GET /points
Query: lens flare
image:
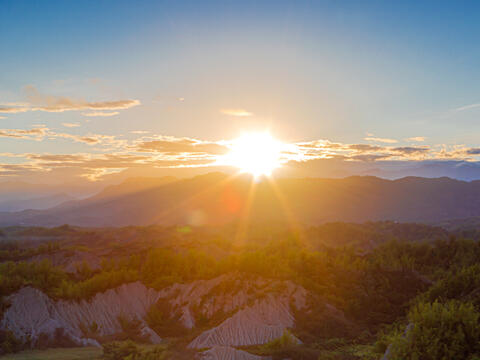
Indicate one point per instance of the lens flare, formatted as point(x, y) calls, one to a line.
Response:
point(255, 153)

__________________________________________________

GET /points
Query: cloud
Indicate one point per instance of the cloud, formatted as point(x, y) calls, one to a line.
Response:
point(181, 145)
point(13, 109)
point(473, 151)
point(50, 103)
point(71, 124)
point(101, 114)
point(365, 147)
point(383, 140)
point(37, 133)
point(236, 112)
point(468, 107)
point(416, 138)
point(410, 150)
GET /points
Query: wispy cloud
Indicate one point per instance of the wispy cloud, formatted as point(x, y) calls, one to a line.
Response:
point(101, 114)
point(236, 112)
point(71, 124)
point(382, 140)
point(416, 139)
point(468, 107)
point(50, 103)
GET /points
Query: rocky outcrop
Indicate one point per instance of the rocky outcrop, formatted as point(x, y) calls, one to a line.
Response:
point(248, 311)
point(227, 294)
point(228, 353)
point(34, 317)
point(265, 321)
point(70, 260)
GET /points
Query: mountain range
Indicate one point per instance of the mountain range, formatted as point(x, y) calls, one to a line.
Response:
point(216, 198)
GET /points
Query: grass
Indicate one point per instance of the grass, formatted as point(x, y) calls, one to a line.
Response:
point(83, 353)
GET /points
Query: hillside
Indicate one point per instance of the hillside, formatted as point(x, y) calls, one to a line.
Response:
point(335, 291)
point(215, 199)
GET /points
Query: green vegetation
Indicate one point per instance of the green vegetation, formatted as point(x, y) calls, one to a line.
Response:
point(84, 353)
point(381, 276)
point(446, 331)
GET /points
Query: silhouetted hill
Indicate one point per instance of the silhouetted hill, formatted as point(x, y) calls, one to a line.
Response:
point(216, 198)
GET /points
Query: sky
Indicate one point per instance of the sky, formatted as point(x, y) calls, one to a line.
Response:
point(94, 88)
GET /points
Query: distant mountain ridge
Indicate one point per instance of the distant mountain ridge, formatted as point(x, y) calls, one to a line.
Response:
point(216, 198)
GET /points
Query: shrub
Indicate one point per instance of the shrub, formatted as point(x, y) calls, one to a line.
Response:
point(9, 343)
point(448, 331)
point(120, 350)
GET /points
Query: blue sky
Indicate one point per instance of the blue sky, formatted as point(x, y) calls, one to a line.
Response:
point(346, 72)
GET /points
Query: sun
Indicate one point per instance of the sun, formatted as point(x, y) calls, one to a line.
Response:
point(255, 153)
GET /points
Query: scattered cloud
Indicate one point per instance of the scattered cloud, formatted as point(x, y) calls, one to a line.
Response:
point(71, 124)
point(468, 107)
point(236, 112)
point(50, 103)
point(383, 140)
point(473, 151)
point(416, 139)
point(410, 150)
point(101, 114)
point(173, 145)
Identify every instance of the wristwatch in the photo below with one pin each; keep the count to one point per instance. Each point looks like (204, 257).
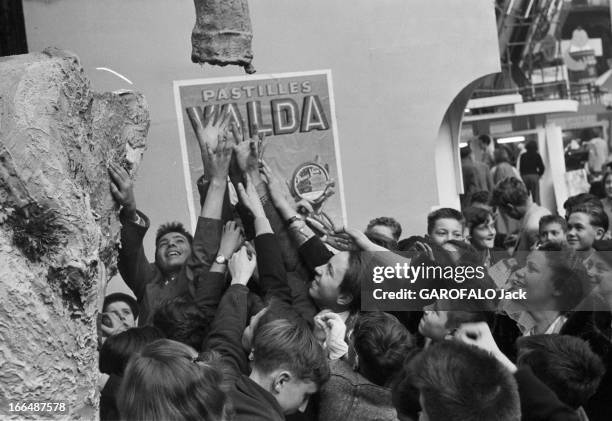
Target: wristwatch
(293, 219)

__________________________________________________

* What you should do:
Count the lines in the records that contain the string "vegetation", treating uppercase and lowercase as different, and reply with that number alone.

* Completed task:
2